====== 本文
思惟石

懈怠石のパスワード忘れたので改めて開設しました。

『暗号解読』 個人的インパクトファクター高い本!

2022-09-21 11:49:25 | 日記
『暗号解読』
サイモン・シン
青木薫:訳

フェルマーの最終定理』でおなじみサイモン・シンの第二作。

暗号の歴史と仕組みを、カエサル暗号から量子コンピュータまで、
めちゃくちゃ分かりやすくて読みやすい文章で綴ってくれている
奇跡のような一冊です。
ありがてえ…っ!!

暗号は大きくふたつに分けると、
ステガノグラフィー(隠された文書)と
クリプトグラフィー(スクランブルされた文書)になります。

前者は、レモン汁で書いた手紙を火であぶると文字が出る、みたいな。
小学生の頃にやったやつだ!
============
== 設問 A ==
『暗号解読』を紹介する本文について、次の問いに答えなさい。
(i) この本の訳者は誰か。
(ii) この本は暗号の歴史と仕組みを、何から何までたどっているか。
(iii) 暗号を大きくふたつに分けると、何と何になるか。
本文と記録は、それぞれ別の出典から取られたものである。
====== 提供記録
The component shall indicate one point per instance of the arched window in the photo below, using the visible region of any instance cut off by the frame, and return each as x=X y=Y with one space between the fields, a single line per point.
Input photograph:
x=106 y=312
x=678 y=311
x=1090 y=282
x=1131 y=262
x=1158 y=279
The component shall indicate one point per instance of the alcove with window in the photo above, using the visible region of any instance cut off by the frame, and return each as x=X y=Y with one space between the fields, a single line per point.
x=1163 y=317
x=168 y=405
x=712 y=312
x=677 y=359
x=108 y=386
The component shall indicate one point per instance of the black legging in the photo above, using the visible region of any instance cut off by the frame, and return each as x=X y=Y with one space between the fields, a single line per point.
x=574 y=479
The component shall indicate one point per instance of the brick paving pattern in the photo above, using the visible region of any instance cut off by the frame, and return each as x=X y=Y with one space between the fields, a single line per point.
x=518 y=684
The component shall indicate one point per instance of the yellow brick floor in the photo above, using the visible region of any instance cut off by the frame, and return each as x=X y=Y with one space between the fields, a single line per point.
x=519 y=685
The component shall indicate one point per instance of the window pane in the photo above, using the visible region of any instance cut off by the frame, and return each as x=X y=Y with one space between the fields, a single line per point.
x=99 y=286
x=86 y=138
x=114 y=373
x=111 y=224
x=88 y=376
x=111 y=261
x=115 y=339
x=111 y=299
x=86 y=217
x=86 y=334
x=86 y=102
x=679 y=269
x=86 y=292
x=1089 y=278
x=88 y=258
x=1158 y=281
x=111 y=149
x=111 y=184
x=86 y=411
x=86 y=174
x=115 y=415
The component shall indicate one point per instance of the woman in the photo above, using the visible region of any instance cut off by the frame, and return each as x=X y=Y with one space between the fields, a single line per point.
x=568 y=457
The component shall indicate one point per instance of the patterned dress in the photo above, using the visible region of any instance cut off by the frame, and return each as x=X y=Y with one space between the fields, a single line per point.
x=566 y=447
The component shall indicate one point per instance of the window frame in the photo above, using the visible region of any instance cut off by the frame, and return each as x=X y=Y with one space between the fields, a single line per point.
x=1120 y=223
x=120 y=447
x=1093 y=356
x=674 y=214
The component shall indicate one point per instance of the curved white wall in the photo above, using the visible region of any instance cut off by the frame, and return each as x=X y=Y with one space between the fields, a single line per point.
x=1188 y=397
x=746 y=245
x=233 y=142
============
== 設問 B ==
記録のうち、「of the curved」を含む行から記録の最後の行まで、すべてを一字も変えずに書き写しなさい。

== 正答 A ==
(i) 青木薫
(ii) カエサル暗号から量子コンピュータまで
(iii) ステガノグラフィー(隠された文書)とクリプトグラフィー(スクランブルされた文書)

== 正答 B ==
The component shall indicate one point per instance of the curved white wall in the photo above, using the visible region of any instance cut off by the frame, and return each as x=X y=Y with one space between the fields, a single line per point.
x=1188 y=397
x=746 y=245
x=233 y=142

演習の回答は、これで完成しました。